Material for the task ▸

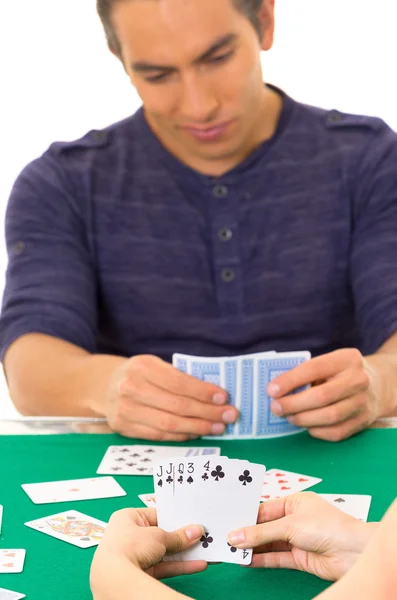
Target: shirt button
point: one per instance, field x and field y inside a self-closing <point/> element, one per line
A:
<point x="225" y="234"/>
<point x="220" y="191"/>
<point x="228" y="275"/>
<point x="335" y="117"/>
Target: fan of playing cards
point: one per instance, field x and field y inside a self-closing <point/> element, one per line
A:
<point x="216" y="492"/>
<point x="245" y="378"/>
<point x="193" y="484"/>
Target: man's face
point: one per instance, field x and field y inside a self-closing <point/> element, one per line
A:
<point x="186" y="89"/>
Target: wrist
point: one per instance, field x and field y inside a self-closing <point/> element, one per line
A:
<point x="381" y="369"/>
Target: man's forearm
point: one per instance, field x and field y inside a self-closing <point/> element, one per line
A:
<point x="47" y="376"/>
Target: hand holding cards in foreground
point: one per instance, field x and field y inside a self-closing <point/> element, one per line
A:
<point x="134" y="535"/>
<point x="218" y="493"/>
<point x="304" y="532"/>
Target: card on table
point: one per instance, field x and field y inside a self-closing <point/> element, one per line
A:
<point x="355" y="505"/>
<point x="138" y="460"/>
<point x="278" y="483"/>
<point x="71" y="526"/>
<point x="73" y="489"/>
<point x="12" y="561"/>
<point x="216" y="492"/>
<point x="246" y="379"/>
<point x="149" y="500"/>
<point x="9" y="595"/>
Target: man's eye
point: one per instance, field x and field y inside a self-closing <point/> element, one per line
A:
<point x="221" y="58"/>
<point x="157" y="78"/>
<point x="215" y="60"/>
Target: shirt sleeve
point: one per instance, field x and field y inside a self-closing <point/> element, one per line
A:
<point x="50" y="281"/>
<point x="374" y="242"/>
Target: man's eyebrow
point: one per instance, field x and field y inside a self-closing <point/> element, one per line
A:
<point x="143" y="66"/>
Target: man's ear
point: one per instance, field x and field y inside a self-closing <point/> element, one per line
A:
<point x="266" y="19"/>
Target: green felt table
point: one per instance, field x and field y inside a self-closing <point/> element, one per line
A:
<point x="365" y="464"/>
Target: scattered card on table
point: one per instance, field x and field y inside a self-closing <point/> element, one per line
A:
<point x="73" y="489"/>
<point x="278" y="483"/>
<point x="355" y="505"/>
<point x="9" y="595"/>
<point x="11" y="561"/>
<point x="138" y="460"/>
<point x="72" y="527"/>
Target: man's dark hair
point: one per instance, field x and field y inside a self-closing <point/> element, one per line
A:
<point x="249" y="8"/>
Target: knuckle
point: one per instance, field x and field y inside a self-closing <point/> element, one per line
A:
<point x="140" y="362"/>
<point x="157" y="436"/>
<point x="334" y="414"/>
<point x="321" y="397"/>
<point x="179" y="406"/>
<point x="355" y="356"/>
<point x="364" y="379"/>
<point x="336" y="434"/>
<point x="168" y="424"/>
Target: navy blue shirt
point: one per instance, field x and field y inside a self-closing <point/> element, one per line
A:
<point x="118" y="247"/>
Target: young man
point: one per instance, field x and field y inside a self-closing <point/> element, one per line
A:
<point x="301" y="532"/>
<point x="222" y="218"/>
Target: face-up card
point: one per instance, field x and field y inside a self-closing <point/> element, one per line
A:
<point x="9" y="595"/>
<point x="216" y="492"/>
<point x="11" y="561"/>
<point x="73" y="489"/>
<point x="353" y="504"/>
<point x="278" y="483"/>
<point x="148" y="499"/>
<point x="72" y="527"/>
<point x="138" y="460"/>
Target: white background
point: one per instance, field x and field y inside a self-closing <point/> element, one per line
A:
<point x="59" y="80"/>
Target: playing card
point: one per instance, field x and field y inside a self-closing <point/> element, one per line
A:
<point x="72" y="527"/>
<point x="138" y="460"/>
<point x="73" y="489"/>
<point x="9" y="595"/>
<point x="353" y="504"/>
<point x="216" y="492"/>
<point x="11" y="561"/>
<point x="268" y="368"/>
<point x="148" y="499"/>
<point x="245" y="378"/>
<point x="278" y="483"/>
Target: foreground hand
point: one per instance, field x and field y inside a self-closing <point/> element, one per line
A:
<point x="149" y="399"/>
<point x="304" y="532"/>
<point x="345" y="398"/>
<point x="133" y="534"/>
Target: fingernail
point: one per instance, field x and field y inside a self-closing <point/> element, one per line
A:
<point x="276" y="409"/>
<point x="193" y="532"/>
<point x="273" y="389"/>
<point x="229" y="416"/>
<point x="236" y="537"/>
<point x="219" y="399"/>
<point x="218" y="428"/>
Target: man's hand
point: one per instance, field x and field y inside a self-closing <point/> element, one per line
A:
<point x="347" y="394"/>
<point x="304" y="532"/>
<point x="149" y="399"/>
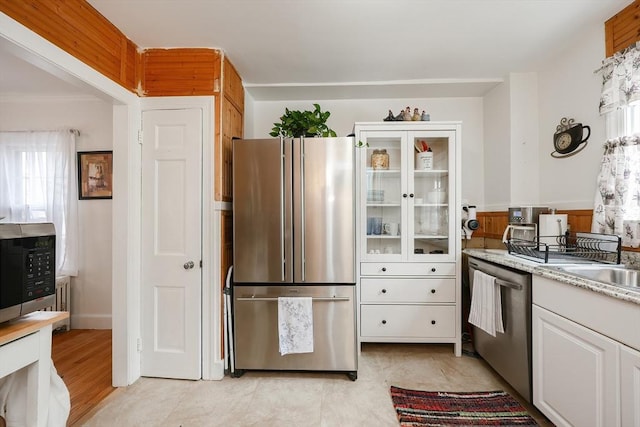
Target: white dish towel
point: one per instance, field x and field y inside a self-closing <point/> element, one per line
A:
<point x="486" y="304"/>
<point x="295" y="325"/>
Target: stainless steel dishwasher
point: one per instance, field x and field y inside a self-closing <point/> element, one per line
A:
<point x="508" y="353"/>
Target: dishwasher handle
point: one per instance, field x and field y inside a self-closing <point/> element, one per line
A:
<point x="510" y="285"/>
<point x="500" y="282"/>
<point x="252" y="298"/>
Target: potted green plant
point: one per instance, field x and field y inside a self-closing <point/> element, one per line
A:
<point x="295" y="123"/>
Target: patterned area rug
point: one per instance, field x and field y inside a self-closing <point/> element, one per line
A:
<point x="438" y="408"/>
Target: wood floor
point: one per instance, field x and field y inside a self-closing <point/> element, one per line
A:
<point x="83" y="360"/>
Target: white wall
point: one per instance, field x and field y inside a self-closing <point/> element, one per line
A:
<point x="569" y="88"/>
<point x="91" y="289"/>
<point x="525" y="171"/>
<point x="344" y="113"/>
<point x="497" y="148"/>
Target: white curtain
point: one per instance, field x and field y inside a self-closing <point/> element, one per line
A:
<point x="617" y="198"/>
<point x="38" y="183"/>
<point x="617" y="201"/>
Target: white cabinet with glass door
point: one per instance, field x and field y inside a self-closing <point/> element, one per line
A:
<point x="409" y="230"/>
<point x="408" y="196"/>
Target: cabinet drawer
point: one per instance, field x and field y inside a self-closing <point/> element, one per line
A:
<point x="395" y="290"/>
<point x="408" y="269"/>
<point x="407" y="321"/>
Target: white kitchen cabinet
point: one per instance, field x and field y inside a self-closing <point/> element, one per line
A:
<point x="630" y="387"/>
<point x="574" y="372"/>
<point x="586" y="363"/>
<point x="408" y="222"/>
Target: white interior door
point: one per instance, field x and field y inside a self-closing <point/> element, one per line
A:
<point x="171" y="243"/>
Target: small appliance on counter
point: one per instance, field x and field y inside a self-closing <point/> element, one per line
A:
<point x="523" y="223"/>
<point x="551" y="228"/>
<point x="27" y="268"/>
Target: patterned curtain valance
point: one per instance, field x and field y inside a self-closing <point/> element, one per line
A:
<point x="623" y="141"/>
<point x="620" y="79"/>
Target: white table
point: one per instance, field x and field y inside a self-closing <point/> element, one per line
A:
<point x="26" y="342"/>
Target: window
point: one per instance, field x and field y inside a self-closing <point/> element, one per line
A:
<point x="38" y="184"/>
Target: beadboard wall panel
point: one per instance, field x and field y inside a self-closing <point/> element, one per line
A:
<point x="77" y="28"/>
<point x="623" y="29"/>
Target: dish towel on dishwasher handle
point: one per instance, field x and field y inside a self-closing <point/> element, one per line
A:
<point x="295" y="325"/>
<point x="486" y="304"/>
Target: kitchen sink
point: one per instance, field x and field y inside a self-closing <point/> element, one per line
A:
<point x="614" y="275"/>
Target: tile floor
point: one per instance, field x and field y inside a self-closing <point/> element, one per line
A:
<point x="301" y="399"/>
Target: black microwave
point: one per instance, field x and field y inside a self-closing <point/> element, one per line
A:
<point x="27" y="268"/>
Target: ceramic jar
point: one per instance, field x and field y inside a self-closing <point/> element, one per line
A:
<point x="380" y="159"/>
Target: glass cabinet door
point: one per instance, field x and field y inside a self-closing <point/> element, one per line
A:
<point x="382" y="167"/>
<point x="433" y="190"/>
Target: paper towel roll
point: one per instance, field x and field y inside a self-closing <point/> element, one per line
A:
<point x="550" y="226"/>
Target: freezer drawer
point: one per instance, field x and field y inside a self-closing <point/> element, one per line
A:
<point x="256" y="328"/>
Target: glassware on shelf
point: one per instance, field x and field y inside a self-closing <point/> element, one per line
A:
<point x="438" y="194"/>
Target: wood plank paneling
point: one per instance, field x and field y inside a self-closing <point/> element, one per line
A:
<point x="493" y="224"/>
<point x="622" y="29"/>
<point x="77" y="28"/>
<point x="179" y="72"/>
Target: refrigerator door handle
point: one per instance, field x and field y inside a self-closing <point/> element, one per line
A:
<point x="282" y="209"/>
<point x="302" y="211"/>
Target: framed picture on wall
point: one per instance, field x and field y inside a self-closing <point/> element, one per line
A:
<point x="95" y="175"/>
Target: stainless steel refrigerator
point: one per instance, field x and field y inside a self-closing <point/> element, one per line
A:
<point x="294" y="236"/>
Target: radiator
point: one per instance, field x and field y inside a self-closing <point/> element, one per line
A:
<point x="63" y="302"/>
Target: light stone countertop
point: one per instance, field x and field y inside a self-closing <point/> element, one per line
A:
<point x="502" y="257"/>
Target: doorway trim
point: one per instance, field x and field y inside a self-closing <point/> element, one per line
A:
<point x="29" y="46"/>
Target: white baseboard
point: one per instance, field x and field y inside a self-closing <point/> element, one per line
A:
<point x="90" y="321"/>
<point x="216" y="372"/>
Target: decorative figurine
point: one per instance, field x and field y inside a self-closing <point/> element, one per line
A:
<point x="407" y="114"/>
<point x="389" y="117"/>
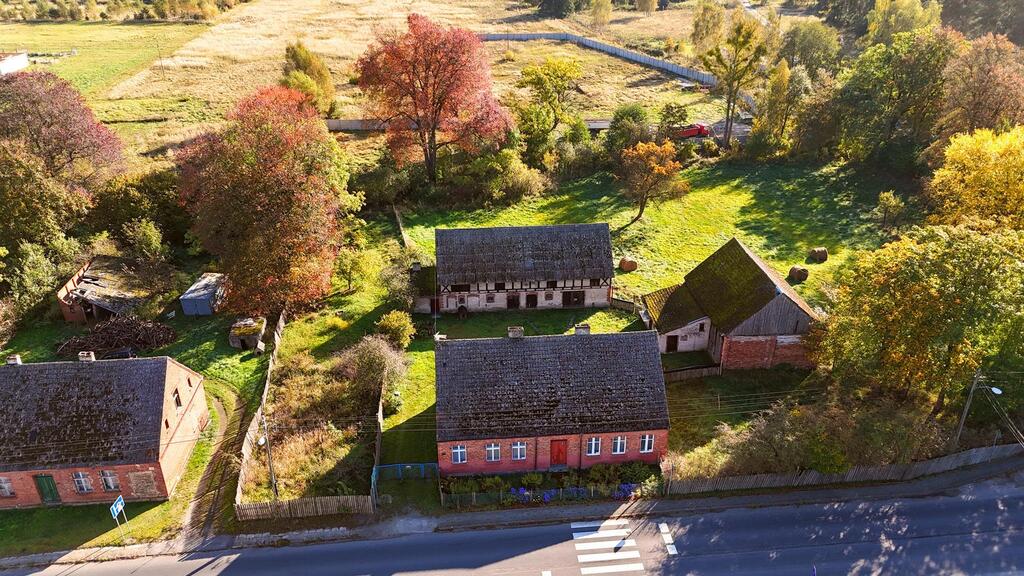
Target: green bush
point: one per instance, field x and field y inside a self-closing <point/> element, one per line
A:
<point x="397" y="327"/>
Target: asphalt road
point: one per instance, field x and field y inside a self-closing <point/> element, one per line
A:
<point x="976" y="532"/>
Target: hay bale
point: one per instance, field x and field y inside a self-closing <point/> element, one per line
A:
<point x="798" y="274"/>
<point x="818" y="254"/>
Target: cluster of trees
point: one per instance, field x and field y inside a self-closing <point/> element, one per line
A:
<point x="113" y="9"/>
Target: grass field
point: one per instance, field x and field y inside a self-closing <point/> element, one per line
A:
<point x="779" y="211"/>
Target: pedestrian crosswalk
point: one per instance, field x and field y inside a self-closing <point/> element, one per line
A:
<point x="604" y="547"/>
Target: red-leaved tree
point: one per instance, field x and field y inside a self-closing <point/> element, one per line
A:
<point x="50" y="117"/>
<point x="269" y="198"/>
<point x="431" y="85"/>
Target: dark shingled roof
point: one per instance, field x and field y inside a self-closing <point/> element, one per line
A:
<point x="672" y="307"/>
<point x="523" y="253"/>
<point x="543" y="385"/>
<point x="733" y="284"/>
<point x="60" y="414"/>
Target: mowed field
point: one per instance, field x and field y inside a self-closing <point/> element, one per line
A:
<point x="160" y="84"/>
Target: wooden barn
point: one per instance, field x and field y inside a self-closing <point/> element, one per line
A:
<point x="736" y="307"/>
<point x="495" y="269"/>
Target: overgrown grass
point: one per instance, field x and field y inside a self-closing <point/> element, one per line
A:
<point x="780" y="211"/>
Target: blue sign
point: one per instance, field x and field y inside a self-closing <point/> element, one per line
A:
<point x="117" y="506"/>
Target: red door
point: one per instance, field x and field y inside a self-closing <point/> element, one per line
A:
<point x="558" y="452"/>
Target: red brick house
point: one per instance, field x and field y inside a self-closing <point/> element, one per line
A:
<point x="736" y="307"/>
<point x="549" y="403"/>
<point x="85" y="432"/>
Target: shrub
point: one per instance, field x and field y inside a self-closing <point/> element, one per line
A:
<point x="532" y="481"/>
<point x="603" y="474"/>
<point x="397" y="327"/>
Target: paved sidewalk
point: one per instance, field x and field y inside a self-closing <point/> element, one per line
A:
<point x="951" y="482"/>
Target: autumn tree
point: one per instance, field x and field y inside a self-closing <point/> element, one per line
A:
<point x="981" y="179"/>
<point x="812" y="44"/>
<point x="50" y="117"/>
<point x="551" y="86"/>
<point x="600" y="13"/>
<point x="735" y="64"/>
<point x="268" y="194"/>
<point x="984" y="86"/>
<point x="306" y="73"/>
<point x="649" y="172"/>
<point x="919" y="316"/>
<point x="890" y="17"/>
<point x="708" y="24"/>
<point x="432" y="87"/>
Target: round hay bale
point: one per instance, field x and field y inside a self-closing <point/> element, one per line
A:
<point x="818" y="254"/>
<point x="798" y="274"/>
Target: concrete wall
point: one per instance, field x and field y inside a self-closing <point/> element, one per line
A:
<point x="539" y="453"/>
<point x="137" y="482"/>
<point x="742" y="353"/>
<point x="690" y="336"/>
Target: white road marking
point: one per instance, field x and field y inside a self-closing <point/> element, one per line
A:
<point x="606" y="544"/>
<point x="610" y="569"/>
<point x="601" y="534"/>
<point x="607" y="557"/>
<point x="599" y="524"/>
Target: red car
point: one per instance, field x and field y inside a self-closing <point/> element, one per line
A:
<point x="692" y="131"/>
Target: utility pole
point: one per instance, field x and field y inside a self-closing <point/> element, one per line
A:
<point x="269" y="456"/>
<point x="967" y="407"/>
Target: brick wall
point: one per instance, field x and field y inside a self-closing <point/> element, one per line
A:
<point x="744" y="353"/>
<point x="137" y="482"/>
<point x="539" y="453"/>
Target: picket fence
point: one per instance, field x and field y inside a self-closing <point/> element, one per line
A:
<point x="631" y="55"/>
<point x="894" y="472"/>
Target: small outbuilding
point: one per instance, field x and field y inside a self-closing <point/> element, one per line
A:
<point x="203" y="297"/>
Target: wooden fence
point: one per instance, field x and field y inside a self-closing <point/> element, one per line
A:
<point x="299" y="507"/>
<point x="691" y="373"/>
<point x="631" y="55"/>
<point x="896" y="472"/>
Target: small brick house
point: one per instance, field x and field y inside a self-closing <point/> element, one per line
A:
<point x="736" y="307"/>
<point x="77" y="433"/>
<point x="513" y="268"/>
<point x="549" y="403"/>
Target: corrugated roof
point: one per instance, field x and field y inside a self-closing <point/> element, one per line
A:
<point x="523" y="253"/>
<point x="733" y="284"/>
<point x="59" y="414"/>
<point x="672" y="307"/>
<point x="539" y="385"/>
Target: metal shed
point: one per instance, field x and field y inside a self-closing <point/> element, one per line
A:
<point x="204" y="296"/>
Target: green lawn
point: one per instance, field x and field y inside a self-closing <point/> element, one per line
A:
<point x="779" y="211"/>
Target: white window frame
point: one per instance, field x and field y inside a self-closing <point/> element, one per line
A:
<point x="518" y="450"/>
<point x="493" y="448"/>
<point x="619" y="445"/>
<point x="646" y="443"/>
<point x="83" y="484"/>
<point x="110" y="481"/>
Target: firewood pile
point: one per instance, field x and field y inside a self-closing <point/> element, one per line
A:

Short task ▸
Copy exactly the lines from the one containing "Target: metal shed" through the last line of the records, both included, and nothing else.

Correct output ▸
Target: metal shed
point: one per instance, field x and field y inside a self-closing <point/> element, one per line
A:
<point x="204" y="296"/>
Target: green lawn
point: one per instance, field x and field y inside a self-closing <point/> element, one per line
A:
<point x="779" y="211"/>
Target: white window frame
point: one per instance, field x and field y inside a self-closing <point/> element, one per line
A:
<point x="518" y="450"/>
<point x="493" y="448"/>
<point x="619" y="445"/>
<point x="646" y="443"/>
<point x="83" y="484"/>
<point x="110" y="481"/>
Target: firewood pile
point: one per instance, field x and field y inside a self-closing <point/> element, one per line
A:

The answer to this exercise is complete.